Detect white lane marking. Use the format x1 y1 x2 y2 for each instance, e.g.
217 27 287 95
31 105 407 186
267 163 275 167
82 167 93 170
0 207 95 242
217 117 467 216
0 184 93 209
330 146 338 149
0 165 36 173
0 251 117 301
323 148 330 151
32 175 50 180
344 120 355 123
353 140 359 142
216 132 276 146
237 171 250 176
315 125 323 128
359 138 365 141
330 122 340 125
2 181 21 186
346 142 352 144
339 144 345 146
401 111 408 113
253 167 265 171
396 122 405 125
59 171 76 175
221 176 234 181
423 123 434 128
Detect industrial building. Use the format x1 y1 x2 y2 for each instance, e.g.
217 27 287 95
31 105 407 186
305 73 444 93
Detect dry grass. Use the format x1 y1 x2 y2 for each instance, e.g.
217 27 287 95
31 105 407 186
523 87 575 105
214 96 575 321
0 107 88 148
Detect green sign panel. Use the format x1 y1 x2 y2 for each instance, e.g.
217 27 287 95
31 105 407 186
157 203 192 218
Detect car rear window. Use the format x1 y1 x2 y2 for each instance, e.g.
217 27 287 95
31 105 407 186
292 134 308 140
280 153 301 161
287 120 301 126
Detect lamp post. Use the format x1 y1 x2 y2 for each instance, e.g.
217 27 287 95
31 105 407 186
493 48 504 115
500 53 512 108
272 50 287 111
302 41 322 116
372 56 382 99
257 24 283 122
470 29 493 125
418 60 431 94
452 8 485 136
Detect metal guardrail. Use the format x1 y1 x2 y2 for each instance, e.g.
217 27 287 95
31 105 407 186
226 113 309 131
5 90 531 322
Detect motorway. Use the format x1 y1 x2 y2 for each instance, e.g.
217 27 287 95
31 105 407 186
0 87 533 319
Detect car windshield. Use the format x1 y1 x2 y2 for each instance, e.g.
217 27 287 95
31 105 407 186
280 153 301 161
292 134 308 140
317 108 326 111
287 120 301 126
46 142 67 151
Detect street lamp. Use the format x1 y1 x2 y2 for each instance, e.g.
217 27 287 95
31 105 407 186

....

TASK ITEM:
The answer must be every line from the records above that contains the word "lamp", copied in full.

ANSWER SPACE:
Detect lamp post. Use the format x1 y1 x2 y2 for each instance, e.g.
Detect street lamp. Use the format x1 y1 x2 y2 for each instance, e.g.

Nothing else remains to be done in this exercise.